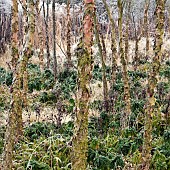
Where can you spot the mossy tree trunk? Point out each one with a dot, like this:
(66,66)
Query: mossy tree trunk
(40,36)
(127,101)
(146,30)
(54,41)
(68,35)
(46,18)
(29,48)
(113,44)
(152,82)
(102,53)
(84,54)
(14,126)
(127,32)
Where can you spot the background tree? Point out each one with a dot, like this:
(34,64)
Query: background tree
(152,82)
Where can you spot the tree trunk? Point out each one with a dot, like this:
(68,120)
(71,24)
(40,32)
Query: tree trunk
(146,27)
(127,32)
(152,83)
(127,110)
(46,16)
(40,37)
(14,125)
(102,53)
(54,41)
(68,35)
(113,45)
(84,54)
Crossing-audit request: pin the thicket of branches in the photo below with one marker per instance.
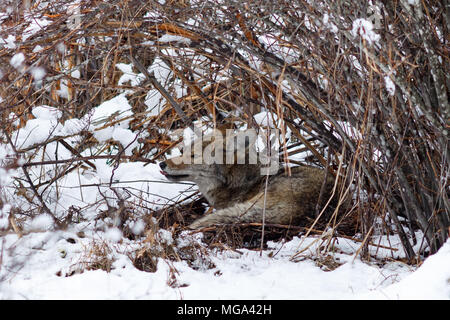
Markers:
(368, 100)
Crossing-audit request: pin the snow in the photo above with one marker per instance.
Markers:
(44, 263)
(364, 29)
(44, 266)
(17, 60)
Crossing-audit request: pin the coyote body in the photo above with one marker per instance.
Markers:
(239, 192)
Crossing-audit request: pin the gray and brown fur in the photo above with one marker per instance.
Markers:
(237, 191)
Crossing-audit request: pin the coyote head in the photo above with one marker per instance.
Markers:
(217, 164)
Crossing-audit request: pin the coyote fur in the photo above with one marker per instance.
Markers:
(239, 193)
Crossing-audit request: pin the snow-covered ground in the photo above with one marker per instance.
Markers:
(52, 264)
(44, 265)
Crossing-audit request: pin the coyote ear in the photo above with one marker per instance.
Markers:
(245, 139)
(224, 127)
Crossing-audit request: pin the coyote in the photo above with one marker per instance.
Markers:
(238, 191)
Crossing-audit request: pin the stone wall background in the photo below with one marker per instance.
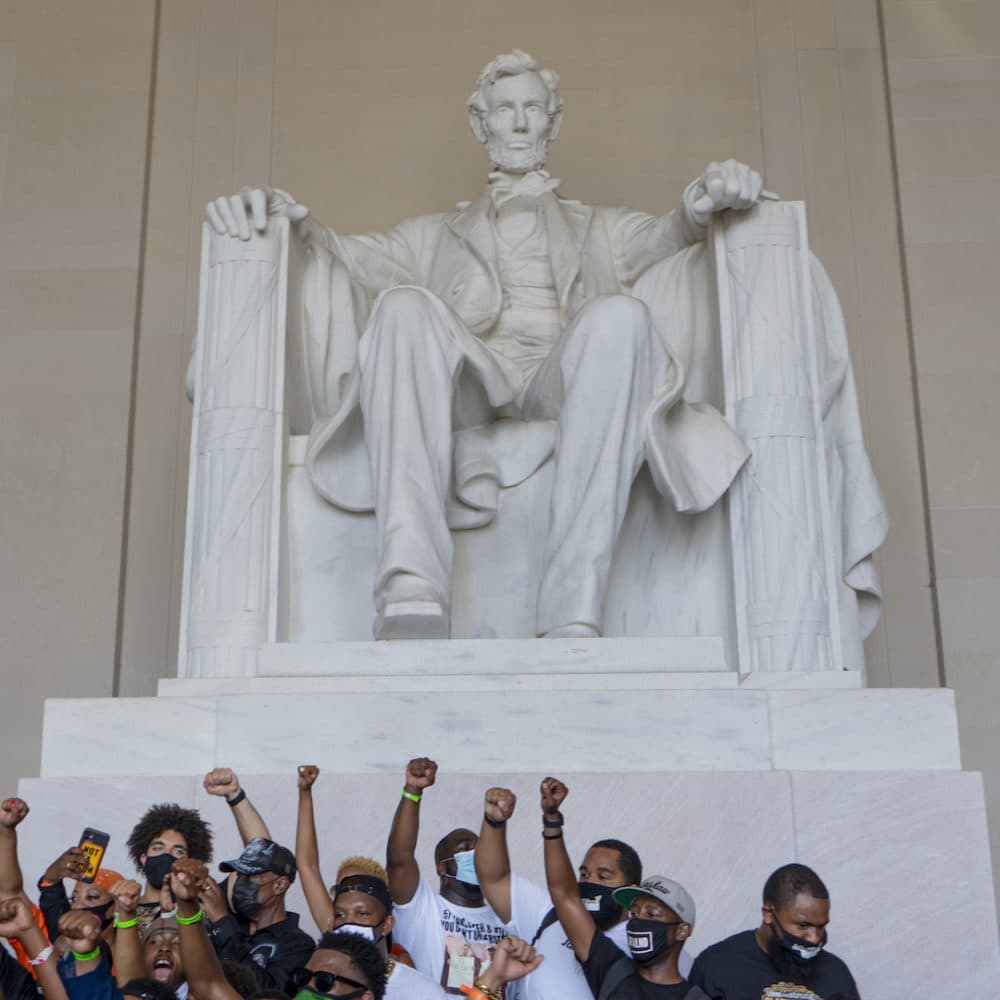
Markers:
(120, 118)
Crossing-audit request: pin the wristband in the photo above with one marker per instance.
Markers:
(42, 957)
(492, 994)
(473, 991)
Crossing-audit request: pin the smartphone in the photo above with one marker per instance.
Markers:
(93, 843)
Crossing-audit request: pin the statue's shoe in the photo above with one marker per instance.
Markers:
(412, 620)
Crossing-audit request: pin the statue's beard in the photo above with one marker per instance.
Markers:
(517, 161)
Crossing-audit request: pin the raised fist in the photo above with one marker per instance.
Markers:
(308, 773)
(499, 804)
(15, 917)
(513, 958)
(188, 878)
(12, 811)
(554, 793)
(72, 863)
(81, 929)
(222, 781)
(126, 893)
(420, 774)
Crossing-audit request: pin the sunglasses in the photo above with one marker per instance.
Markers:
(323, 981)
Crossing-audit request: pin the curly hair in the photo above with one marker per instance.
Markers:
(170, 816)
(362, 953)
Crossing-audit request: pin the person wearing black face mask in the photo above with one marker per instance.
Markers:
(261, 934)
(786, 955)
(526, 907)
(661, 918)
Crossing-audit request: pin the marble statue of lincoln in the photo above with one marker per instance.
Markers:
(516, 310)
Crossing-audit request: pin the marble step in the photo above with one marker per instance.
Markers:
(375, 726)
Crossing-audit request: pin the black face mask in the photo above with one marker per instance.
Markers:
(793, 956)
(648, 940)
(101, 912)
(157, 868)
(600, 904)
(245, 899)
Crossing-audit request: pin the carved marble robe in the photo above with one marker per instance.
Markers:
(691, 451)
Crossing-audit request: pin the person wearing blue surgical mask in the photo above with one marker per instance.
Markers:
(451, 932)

WORK ITEM
In your copy, restate the data above word for word but leave out any picture.

TASK RESPONSE
Where can you spot the mossy tree trunk? Point out each one with a dot, like this:
(66,66)
Query: mossy tree trunk
(40,36)
(127,101)
(146,30)
(54,41)
(68,35)
(46,18)
(29,48)
(113,44)
(152,82)
(102,53)
(84,54)
(14,126)
(127,32)
Where can you spot the background tree? Point out each one with a dot, like this:
(34,64)
Query: background tree
(152,82)
Where can you spot the tree trunk? Point out each one with a dot, like this:
(68,120)
(71,24)
(40,32)
Query: tree trunk
(146,27)
(127,32)
(152,83)
(127,110)
(46,16)
(40,37)
(14,125)
(102,53)
(54,41)
(68,35)
(113,45)
(84,54)
Crossing-audit request: pin the thicket of branches in the photo below with one marker per instance.
Markers:
(368, 100)
Crossing-audit request: pin the snow in the photo above with one marker per instance.
Markers:
(44, 263)
(364, 29)
(44, 266)
(17, 60)
Crossing-audit request: pin the coyote body in the photo above with one marker per instance.
Markers:
(239, 192)
Crossing-audit request: pin the gray and brown fur in the photo above with one marker per instance.
Markers:
(237, 191)
Crossing-audit request: pin the coyote head in the photo above with one marker per instance.
Markers:
(217, 164)
Crossing-audit request: pin the coyote fur in the photo above with one marker per instance.
Markers:
(239, 193)
Crossing-audit request: pin the snow-covered ground in the photo above with one marker per instance.
Markers:
(52, 264)
(44, 265)
Crossing-audit request: pin the coyote ear in the photo above with one marker per instance.
Markers:
(245, 139)
(224, 127)
Crossing-audit request: pin the coyote in the photo above with one marker per instance.
Markers:
(238, 191)
Crossing-audit request: pin the stone wall background in the photo below with one marker per instance.
Markers:
(120, 118)
Crossing-audit request: pin the wristband in the photo above with one marker per instance.
Markers:
(42, 957)
(492, 994)
(473, 991)
Crossing-audit request: pin the smartphone in the photo above with one marker per instance.
Markers:
(93, 843)
Crossing-audit request: pin the statue's shoe in the photo above with one marker per instance.
Markers:
(412, 620)
Crossing-audit request: pin the statue's beard in the photo above with one marker per instance.
Markers:
(517, 161)
Crossing-audit request: pin the raised fist in the photo above with one marker per instance.
Markers:
(308, 773)
(499, 804)
(15, 917)
(513, 958)
(188, 878)
(12, 811)
(554, 793)
(72, 863)
(81, 929)
(222, 781)
(126, 893)
(420, 774)
Crossing-audit request: pin the sunglasses in the photo above with one marker per instance.
Markers:
(323, 981)
Crossing-audit request: pin the curly hair in the photo above with one marker per instance.
Markers:
(170, 816)
(362, 953)
Crossing-audit request: pin the person wearing black face mask in the photo above with one marker per instance.
Markers:
(261, 934)
(786, 955)
(526, 907)
(661, 918)
Crossing-audit request: pin the marble statue of lincoln in the photo above with one marker per instance.
Markers:
(516, 310)
Crossing-audit request: pin the marble step in the photo above with one marker per instance.
Markers:
(375, 726)
Crossing-audit request: pin the black face mask in the photo above with one marker per instance.
Markers:
(793, 956)
(648, 940)
(101, 912)
(157, 868)
(600, 904)
(245, 899)
Crossing-audit request: pin the carved marble robe in the photo above with one marker per instance.
Markers:
(691, 451)
Crossing-audit request: pin the person wearing blue surgical mask in the photo above with one marker per instance.
Markers:
(451, 932)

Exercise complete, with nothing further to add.